Work required: A faithful copy of every record is needed here. Images must not appear in it.

Source data:
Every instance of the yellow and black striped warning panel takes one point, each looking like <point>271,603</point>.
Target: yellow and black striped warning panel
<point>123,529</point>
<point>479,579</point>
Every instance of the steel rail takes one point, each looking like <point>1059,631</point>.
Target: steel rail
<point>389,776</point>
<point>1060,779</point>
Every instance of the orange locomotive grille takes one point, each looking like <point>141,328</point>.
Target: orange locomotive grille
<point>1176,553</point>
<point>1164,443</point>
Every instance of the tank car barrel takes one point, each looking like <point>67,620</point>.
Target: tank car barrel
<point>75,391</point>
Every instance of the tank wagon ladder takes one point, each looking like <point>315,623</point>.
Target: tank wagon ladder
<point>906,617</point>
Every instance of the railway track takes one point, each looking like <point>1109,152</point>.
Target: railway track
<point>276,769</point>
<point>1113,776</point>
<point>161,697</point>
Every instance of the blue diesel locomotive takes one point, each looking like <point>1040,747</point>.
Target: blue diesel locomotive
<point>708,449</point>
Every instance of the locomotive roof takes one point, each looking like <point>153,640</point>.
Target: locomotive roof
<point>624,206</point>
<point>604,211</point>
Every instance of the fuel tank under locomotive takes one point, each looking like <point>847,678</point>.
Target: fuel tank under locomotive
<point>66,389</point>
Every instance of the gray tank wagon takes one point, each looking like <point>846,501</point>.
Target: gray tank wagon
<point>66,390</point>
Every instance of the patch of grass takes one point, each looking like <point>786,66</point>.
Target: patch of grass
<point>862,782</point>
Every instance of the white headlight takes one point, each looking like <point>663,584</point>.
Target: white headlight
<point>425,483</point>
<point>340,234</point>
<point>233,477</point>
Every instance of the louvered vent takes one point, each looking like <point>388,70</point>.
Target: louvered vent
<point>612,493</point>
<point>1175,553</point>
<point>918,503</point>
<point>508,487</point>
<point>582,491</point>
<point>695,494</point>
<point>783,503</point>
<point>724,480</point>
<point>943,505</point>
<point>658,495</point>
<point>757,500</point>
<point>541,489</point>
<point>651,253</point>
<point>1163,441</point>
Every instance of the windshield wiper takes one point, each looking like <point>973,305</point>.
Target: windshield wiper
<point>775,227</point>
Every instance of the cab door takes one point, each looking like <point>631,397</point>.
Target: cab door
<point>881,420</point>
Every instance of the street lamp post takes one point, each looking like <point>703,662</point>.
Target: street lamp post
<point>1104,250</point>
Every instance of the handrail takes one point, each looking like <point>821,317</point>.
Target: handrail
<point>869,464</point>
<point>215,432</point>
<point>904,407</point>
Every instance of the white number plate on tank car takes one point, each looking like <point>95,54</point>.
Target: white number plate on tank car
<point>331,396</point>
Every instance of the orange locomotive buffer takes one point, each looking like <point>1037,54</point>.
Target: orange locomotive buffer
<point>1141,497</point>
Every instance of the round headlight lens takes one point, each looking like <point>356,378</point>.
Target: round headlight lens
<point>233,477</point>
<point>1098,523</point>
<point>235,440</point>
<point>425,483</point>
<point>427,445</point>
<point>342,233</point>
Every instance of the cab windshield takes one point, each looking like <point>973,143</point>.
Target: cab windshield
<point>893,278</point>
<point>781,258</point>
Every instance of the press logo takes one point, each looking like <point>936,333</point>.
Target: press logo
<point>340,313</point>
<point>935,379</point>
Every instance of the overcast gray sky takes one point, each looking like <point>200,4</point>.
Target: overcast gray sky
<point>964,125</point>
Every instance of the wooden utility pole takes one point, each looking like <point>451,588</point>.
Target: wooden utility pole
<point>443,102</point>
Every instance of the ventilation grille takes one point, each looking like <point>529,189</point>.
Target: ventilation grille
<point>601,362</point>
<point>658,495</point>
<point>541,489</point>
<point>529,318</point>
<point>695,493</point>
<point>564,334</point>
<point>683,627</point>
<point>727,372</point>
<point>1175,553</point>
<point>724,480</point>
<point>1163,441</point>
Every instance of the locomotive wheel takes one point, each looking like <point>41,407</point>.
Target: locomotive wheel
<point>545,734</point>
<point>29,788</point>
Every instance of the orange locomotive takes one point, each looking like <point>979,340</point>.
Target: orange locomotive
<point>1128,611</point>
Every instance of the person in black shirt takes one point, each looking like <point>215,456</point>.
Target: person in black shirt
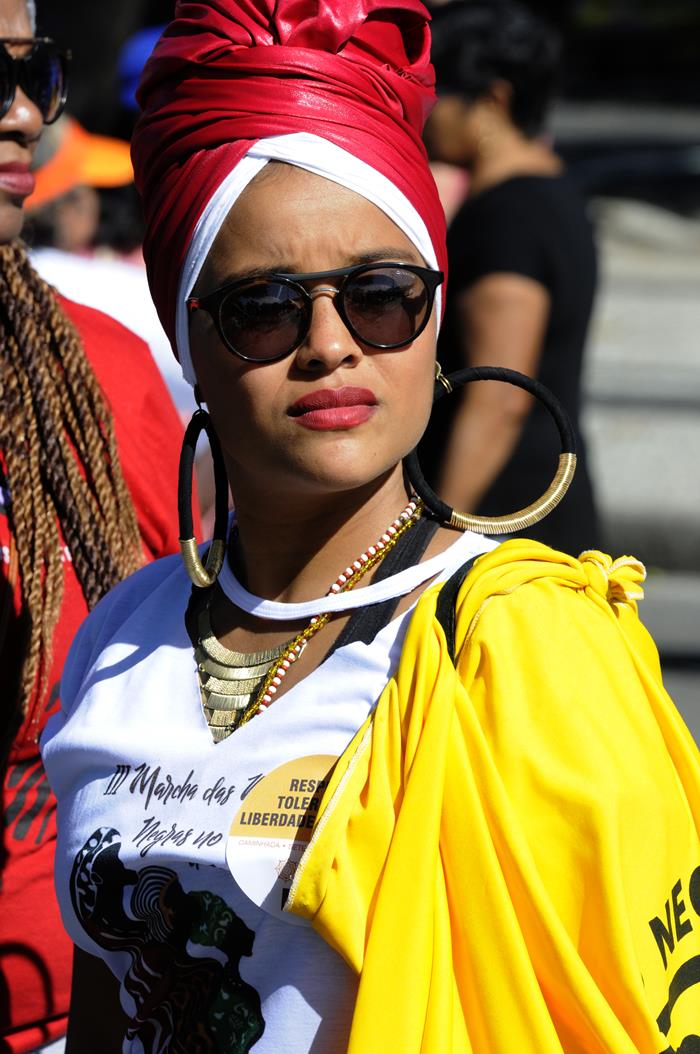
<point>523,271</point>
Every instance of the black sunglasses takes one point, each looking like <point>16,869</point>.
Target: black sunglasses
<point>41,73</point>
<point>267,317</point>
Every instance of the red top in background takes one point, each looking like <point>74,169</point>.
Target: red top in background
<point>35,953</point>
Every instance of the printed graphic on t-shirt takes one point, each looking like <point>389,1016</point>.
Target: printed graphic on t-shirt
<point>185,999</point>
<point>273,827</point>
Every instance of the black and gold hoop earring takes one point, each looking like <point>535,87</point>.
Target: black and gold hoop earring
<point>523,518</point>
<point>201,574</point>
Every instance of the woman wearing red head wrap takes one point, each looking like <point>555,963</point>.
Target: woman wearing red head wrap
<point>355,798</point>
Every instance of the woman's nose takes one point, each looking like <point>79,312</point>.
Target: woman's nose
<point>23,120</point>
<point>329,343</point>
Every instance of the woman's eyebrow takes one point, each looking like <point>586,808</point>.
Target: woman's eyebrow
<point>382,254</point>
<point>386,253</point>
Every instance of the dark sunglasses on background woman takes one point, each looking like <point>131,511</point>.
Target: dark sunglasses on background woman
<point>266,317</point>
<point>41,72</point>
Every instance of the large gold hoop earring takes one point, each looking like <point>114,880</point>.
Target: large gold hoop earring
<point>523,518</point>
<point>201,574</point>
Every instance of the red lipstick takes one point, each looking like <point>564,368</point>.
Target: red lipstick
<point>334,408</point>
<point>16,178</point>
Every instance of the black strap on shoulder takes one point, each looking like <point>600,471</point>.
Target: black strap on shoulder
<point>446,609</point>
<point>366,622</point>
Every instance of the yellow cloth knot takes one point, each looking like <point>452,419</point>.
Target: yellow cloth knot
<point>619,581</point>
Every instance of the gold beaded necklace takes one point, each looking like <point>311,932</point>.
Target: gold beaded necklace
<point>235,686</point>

Answer for this exercise:
Every instance of the yellow and black striped warning panel takes one point, each looking like <point>271,603</point>.
Target: yellow and black striped warning panel
<point>123,529</point>
<point>479,579</point>
Every instance of the steel rail takes one point, each looking like <point>1059,631</point>.
Target: steel rail
<point>389,776</point>
<point>1060,779</point>
Every instance of the orange locomotive grille takes one point, each looking like <point>141,328</point>.
Target: orange locomotive grille
<point>1176,553</point>
<point>1164,443</point>
Every instance of the tank car barrel takes one point, each looking like <point>67,620</point>.
Target: tank car barrel
<point>75,391</point>
Every instance of the tank wagon ladder takes one point, each looking like <point>315,623</point>.
Target: tank wagon ladder
<point>906,617</point>
Every instance of the railway track takes one point, each looking like <point>1109,152</point>.
Target: railway track
<point>276,769</point>
<point>1113,776</point>
<point>161,697</point>
Every instance of the blue diesel locomotive takes one point, each looking like <point>1040,747</point>.
Target: blue diesel locomotive
<point>708,449</point>
Every instance of the locomotive roof takes one point, each looking like <point>153,640</point>.
Target: locomotive roof
<point>624,206</point>
<point>604,211</point>
Every instance of the fuel tank under locomotive takes one point, each looking like <point>847,678</point>.
Target: fuel tank under locomotive
<point>66,389</point>
Every instance of the gray tank wagon takes one point, each looking like <point>846,501</point>.
Target: gray tank wagon
<point>66,390</point>
Every instance of the patch of grass takes one point, each looking like <point>786,66</point>.
Target: patch of grass
<point>862,782</point>
Every instance of the white headlight takes one point, each looking like <point>663,584</point>.
Target: white headlight
<point>425,483</point>
<point>340,234</point>
<point>233,477</point>
Every instance of the louvered vent takes one point, each looking like <point>388,70</point>.
Target: louvered vent
<point>612,493</point>
<point>1175,553</point>
<point>918,503</point>
<point>508,487</point>
<point>582,491</point>
<point>695,494</point>
<point>783,503</point>
<point>724,480</point>
<point>943,505</point>
<point>658,495</point>
<point>757,500</point>
<point>541,489</point>
<point>651,253</point>
<point>1163,441</point>
Every instance of the windshield wiper takes one point, each looking like <point>973,305</point>.
Target: windshield wiper
<point>775,227</point>
Every instance of the cab door takes one point, each looking like <point>631,397</point>.
Target: cab door
<point>881,420</point>
Every instance of the street lamp post takes one point, each looking like <point>703,662</point>.
Target: street lamp post
<point>1104,250</point>
Every instance of the handrail takes one point, each looking like <point>821,317</point>.
Target: handrail
<point>869,464</point>
<point>215,432</point>
<point>904,407</point>
Every instance of the white number plate on tank car takes one point, each looking like <point>95,54</point>.
Target: white number plate on tank car
<point>331,396</point>
Every instance of the orange locomotive buffer takes one point, each looking like <point>1037,54</point>.
Target: orange locomotive buffer
<point>1141,497</point>
Every instance of the round headlight lens takes one point, each looking like <point>356,378</point>.
Target: round headlight lens
<point>233,477</point>
<point>1098,523</point>
<point>235,440</point>
<point>425,483</point>
<point>427,445</point>
<point>342,233</point>
Every instance of the cab windshield takes one point, each looking like <point>973,143</point>.
Target: cab windshield
<point>893,278</point>
<point>781,258</point>
Every instance of the press logo takes one point, each looking like <point>936,333</point>.
Target: press logo
<point>340,313</point>
<point>935,379</point>
Every instance of the overcast gray sky takes one point, each looking like <point>200,4</point>.
Target: overcast gray sky
<point>964,125</point>
Every instance of the wooden utility pole takes one point, each looking like <point>451,588</point>.
Target: wooden utility pole
<point>443,102</point>
Every instance of the ventilation grille takes one point, each looking like <point>529,189</point>.
Target: ventilation grille
<point>601,362</point>
<point>658,495</point>
<point>541,489</point>
<point>529,318</point>
<point>695,493</point>
<point>564,334</point>
<point>683,627</point>
<point>727,372</point>
<point>1175,553</point>
<point>724,480</point>
<point>1163,441</point>
Every instance of the locomotive wheel takes one point, each looking like <point>41,407</point>.
Target: locomotive wheel
<point>545,734</point>
<point>29,788</point>
Every instance of the orange locomotive takes one point, each looking like <point>979,340</point>.
Target: orange locomotive
<point>1128,611</point>
Every instance of the person in black shirt takes one point, each looking like <point>215,456</point>.
Target: person in black shirt
<point>523,271</point>
Every instance of the black sunglasses takes one point, each looking like <point>16,869</point>.
Target: black sunglasses
<point>41,73</point>
<point>267,317</point>
Every instance of the red top in background takes one point, each looking like <point>74,169</point>.
Target: red top in background
<point>35,953</point>
Every instance of the printed graphic on t-shirt takes one point, each looking like <point>389,1016</point>.
Target: printed graphic on t-shirt
<point>185,999</point>
<point>273,827</point>
Every instance of the black and gold hoop earring takes one point, each looking like <point>535,87</point>.
Target: black and gold hoop earring
<point>523,518</point>
<point>201,574</point>
Every instance of the woman wearing red head wrap takes one point, each looking like <point>555,963</point>.
Target: woman wearing red head wrap
<point>355,798</point>
Every instance of the woman's nose takes one point, each looking like <point>79,312</point>.
Target: woman's nose
<point>23,120</point>
<point>329,343</point>
Every instance of the woman's eyebrow takes one point, each looking like <point>586,808</point>.
Target: woman's eyebrow
<point>382,254</point>
<point>386,253</point>
Every instance of the dark sunglasses on background woman takes one point, each looking like <point>131,511</point>.
Target: dark sunglasses on background woman
<point>266,317</point>
<point>41,72</point>
Every instance of the large gold hoop earring takes one point, each looking like <point>114,880</point>.
Target: large gold hoop earring
<point>523,518</point>
<point>201,574</point>
Every instance of the red lipstick takes one point, each looking like <point>564,368</point>.
Target: red lipstick
<point>334,408</point>
<point>16,178</point>
Every instance of the black strap on shoulder takes one point, each looking like <point>600,471</point>.
Target: black strap on shoulder
<point>446,609</point>
<point>366,622</point>
Every instance of the yellow cloth knot takes one point, each looking like <point>452,419</point>.
Target: yellow cloth knot
<point>619,581</point>
Every instance of the gold beaded necklace takes one point, each looking like <point>311,932</point>.
Target: gold beaded necklace
<point>235,686</point>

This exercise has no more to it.